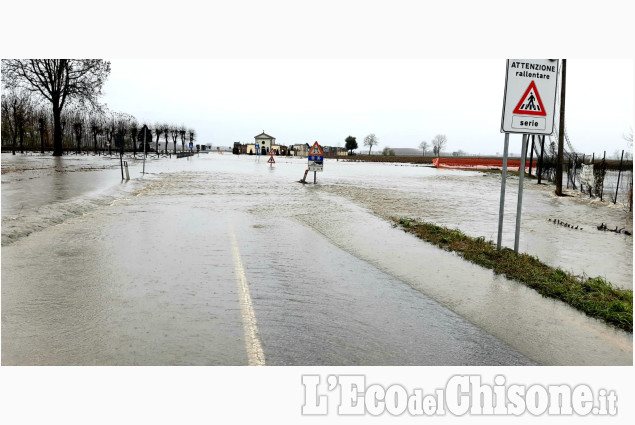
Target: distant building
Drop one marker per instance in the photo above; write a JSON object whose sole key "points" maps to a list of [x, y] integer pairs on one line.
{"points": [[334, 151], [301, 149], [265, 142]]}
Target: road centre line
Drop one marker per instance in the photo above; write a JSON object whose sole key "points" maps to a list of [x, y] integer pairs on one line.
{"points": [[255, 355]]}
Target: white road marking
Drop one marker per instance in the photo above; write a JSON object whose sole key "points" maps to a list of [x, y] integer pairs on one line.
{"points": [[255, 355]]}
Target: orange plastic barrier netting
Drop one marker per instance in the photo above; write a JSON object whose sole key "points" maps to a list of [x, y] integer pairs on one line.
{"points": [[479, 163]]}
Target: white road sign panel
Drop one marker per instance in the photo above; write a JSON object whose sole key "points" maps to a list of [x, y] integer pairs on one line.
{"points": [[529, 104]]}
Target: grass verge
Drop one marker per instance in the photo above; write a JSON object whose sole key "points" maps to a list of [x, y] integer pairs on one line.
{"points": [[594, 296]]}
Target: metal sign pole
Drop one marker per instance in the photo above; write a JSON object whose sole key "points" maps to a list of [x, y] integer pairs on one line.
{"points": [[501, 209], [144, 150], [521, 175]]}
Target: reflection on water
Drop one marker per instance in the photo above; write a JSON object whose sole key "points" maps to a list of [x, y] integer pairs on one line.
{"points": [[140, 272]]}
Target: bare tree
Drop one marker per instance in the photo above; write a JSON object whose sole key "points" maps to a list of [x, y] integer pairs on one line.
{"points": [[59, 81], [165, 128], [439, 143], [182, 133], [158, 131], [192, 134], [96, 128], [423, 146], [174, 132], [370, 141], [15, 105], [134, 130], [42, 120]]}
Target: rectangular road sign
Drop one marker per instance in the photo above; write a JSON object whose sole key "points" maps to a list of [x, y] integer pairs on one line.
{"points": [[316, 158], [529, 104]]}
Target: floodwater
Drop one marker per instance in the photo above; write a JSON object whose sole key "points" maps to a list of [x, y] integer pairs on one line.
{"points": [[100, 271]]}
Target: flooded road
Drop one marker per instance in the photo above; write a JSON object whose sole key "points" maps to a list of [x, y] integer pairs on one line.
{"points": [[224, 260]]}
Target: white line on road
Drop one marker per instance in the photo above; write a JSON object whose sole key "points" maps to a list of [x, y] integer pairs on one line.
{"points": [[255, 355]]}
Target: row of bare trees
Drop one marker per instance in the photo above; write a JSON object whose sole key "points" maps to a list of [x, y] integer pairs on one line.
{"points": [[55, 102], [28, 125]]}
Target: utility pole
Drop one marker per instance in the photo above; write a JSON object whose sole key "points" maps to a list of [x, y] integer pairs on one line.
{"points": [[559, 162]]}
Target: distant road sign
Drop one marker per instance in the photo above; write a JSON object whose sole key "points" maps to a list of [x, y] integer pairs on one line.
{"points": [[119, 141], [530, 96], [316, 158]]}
——————————
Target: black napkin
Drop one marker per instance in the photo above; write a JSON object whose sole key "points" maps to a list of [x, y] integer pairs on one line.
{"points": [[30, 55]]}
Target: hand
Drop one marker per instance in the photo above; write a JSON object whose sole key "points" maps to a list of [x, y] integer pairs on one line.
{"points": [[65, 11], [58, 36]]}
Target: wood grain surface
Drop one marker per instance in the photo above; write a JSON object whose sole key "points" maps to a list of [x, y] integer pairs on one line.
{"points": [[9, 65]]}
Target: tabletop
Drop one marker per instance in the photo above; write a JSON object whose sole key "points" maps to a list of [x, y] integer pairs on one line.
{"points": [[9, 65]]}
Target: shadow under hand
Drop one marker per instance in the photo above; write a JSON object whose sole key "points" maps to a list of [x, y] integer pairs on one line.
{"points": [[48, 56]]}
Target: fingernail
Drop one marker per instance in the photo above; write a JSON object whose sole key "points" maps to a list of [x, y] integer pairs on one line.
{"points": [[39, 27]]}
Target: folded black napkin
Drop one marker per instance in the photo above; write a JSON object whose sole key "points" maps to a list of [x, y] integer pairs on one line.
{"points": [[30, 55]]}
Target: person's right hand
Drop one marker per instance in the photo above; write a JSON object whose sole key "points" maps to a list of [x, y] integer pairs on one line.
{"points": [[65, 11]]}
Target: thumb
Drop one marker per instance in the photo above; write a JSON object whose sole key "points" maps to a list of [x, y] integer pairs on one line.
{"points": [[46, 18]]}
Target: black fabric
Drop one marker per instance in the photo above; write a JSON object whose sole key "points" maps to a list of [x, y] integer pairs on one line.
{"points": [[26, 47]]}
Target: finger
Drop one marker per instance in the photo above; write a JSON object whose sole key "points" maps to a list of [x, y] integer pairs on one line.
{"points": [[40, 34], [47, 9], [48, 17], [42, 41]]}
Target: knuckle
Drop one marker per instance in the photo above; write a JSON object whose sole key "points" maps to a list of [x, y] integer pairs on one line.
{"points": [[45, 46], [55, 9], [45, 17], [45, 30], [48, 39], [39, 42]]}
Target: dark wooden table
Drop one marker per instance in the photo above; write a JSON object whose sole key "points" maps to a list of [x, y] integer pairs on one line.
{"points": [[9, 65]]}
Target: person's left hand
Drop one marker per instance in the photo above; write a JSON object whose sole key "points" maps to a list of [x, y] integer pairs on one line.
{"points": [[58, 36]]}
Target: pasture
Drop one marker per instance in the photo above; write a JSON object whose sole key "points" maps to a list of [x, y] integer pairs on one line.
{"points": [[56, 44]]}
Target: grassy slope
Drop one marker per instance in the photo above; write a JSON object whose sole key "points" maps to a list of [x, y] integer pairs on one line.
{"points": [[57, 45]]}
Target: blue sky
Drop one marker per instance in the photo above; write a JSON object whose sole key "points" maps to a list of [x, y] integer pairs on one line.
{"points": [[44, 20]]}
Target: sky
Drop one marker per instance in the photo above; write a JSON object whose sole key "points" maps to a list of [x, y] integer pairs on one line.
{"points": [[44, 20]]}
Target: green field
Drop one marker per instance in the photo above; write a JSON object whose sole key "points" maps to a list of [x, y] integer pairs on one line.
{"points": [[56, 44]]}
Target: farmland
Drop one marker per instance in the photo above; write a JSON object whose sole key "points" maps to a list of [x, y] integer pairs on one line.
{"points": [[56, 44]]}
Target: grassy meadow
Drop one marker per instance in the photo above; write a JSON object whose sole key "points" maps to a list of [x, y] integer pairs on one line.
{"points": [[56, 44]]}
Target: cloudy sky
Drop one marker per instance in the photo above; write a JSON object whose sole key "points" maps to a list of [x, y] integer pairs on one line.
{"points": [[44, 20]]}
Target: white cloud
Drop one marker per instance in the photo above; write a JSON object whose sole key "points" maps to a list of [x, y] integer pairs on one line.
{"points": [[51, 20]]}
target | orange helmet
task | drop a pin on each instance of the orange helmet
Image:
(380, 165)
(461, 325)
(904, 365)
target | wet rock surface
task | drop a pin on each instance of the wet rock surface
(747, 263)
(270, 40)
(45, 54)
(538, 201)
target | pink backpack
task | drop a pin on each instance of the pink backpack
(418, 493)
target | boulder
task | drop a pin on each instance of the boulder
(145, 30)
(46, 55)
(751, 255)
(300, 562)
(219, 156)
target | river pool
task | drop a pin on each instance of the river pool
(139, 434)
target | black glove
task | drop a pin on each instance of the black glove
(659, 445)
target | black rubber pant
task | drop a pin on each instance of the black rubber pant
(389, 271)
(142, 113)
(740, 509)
——————————
▸ **What you will do**:
From the line that has "Target: rectangular road sign" through the line that has "Target: flooded road", copy every line exactly as it appears above, and leave out all others.

▸ **Answer box**:
Target: rectangular road sign
Drop one marker per instance in the photo above; write a JSON object whose sole key "points" maps to a list of [x, y] integer pairs on one line.
{"points": [[316, 158], [529, 104]]}
Target: floodwater
Drop one marker per instance in the photo above; write a JSON object whose sole key "points" maps to a list of [x, y] integer pairs on one line.
{"points": [[100, 271]]}
Target: flooded road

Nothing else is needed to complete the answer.